▶ **GOAL OF THE EXERCISE**
Repeat the full listing, word for word.
[start of GIVEN RECORDS]
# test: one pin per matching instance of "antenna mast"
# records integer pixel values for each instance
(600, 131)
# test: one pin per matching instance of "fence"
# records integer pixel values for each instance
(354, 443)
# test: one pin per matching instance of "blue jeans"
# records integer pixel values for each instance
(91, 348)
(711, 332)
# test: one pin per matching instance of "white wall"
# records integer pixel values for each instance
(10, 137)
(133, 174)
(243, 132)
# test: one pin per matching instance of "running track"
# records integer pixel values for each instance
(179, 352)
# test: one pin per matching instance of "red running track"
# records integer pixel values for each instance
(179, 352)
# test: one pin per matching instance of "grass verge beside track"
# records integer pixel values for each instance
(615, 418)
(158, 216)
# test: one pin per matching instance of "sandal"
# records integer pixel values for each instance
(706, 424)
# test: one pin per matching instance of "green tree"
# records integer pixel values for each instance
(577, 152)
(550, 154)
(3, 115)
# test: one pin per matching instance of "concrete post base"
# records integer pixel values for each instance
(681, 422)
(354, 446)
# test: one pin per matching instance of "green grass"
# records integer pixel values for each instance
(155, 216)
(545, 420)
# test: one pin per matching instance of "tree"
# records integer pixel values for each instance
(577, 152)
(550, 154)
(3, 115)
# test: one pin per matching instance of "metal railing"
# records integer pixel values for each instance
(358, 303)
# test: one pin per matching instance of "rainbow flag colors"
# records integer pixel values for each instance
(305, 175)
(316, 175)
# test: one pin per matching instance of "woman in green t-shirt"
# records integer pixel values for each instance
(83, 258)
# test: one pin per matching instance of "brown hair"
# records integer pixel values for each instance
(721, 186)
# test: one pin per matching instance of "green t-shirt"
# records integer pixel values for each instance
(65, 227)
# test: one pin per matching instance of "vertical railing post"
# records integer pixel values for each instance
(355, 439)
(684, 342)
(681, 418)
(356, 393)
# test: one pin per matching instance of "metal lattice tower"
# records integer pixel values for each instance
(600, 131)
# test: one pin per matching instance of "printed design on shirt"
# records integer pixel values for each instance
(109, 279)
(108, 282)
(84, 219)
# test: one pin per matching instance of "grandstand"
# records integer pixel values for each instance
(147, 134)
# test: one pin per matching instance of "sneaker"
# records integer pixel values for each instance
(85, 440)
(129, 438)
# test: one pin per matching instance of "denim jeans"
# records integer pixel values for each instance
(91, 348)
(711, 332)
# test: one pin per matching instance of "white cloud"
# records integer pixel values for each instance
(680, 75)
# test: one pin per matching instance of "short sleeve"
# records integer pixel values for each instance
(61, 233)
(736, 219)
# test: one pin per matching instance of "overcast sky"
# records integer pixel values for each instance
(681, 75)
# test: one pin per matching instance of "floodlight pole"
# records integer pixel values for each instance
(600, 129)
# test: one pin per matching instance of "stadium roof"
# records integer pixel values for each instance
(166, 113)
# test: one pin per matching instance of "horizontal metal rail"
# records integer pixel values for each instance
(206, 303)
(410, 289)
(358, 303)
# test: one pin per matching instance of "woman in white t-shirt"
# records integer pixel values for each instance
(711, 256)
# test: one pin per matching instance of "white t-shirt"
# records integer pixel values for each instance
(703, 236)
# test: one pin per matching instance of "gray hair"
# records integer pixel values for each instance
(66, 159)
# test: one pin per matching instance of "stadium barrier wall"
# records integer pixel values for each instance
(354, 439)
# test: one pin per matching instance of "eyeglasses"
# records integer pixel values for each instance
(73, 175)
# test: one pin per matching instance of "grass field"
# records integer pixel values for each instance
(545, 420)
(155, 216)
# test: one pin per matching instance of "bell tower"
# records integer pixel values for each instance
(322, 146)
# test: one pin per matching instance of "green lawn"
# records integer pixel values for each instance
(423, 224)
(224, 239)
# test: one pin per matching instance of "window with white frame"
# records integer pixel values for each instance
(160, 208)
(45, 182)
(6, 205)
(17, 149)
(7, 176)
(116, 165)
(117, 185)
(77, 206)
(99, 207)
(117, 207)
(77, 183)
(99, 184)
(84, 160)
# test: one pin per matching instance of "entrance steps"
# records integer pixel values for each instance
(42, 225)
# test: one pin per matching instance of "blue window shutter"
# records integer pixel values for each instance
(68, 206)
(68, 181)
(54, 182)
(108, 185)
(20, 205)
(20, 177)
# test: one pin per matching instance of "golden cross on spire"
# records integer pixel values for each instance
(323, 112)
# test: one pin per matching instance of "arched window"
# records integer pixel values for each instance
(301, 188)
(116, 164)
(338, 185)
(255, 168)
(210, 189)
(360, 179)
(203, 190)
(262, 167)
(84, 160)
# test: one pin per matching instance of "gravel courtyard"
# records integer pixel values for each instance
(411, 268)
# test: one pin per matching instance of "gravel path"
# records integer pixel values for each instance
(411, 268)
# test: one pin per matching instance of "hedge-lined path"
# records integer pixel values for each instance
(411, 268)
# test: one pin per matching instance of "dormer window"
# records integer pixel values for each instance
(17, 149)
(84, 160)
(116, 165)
[end of GIVEN RECORDS]
▶ **SOLUTION FOR THIS PROBLEM**
# test: one pin per matching instance of "antenna mast"
# records integer pixel values for each instance
(600, 131)
# test: one pin per matching instance of "fence"
# records integer pixel values for each instance
(354, 443)
# test: one pin per matching instance of "blue jeans"
# records integer pixel values for each instance
(91, 348)
(711, 332)
# test: one pin per matching instance of "white wall"
# records integer pixel values for each instance
(10, 137)
(133, 174)
(243, 132)
# test: one pin per matching instance of "running track"
# records integer pixel values for each instance
(179, 352)
# test: one pin per matching instance of "red running track"
# records integer pixel values for each instance
(179, 352)
# test: one pin per matching instance of "grass verge beside track"
# records integer pixel values for each instance
(615, 418)
(158, 216)
# test: one pin per matching instance of "sandal"
# records integer pixel values for each instance
(706, 424)
# test: one pin per matching instance of "green tree"
# records integer pixel values for each instance
(577, 152)
(550, 154)
(3, 115)
# test: one pin per matching instance of "concrete post base"
# records integer pixel values for each instance
(681, 422)
(354, 446)
# test: one pin per matching instance of "green grass"
# records integer pixel values for each instance
(155, 216)
(545, 420)
# test: one pin per matching instance of "tree"
# records integer pixel values for each instance
(577, 152)
(550, 154)
(3, 115)
# test: one pin per matching instance of "metal railing"
# records integer pixel values for each instance
(358, 303)
# test: one pin per matching instance of "rainbow flag colors"
# records integer pixel values for each instance
(305, 175)
(316, 175)
# test: one pin per matching instance of "woman in green t-shirt"
# records integer pixel values for each instance
(83, 258)
# test: one pin per matching instance of "brown hair"
# records integer pixel values for each instance
(721, 186)
# test: one pin per matching instance of "green t-shirt"
# records integer pixel values for each instance
(65, 227)
# test: one pin per matching instance of "vertical railing post"
# records integer pixel values for each instance
(355, 439)
(684, 342)
(681, 418)
(356, 393)
# test: one pin per matching instance of "metal lattice tower"
# records integer pixel values for each instance
(600, 131)
# test: one pin per matching instance of "printed design on shirt"
# records integer pixel values for each instance
(109, 279)
(108, 282)
(84, 219)
# test: one pin per matching instance of "grandstand"
# records integer pixel values for each instance
(147, 134)
# test: one pin per matching instance of "sneaker"
# records integer pixel values for each instance
(85, 440)
(129, 438)
# test: one pin per matching instance of "denim jeans"
# records integer pixel values for each instance
(91, 348)
(711, 332)
# test: one pin per matching instance of "white cloud"
# records integer pixel values for each instance
(680, 75)
# test: one pin per matching instance of "short sleeve"
# records integer pixel values for each instance
(61, 233)
(736, 219)
# test: one pin per matching instance of "overcast sky"
# records integer pixel values for each instance
(681, 75)
# test: one pin per matching instance of "floodlight pole"
# records integer pixel values for each instance
(600, 129)
# test: one pin per matching instance of "stadium roof"
# records integer pixel values for each instance
(166, 113)
# test: one pin per matching instance of "horizontal metal rail"
# records integer pixel values for each instance
(206, 303)
(410, 289)
(358, 303)
# test: one pin per matching instance of "woman in white t-shirt"
# records integer pixel values for each instance
(711, 256)
# test: one pin per matching instance of "white t-shirt"
# records integer pixel values for each instance
(703, 236)
# test: one pin per matching instance of "gray hair"
# records integer pixel values for each instance
(66, 159)
# test: one pin per matching instance of "stadium barrier wall"
# records integer pixel values for each instance
(354, 439)
# test: one pin per matching instance of "eyeglasses"
# records integer pixel values for each instance
(73, 175)
# test: one pin per matching instance of "grass field"
# records integer pixel values for each instance
(545, 420)
(155, 216)
# test: one pin per matching instance of "bell tower"
# records integer pixel values for each instance
(322, 146)
# test: one pin per matching instance of "green lawn"
# records integer pixel values for each instance
(423, 224)
(224, 239)
# test: one pin per matching instance of "window with white frame"
# records integer pixel values for each instance
(160, 208)
(45, 182)
(6, 205)
(17, 149)
(7, 176)
(116, 165)
(117, 185)
(77, 206)
(99, 207)
(117, 207)
(77, 183)
(99, 184)
(84, 160)
# test: one pin per matching instance of "entrance steps"
# records integer pixel values for each instance
(42, 225)
# test: one pin per matching instance of "blue window shutter"
# records integer pixel values for each instance
(68, 206)
(68, 181)
(54, 182)
(108, 185)
(20, 205)
(20, 177)
# test: one pin per matching instance of "golden cross on spire"
# records integer pixel values for each instance
(323, 112)
# test: one pin per matching instance of "arched window"
# records integer pixel values for each instance
(301, 188)
(116, 164)
(338, 185)
(255, 168)
(210, 189)
(360, 179)
(203, 190)
(262, 167)
(84, 160)
# test: one pin per matching instance of "gravel courtyard"
# records integer pixel values for each instance
(411, 268)
# test: one pin per matching instance of "gravel path"
# records integer pixel values for each instance
(411, 268)
# test: one pin per matching instance of "hedge-lined path"
# records integer pixel values for each instance
(411, 268)
# test: one pin per matching instance of "dormer window"
# records integer pixel values for each instance
(17, 149)
(84, 160)
(116, 165)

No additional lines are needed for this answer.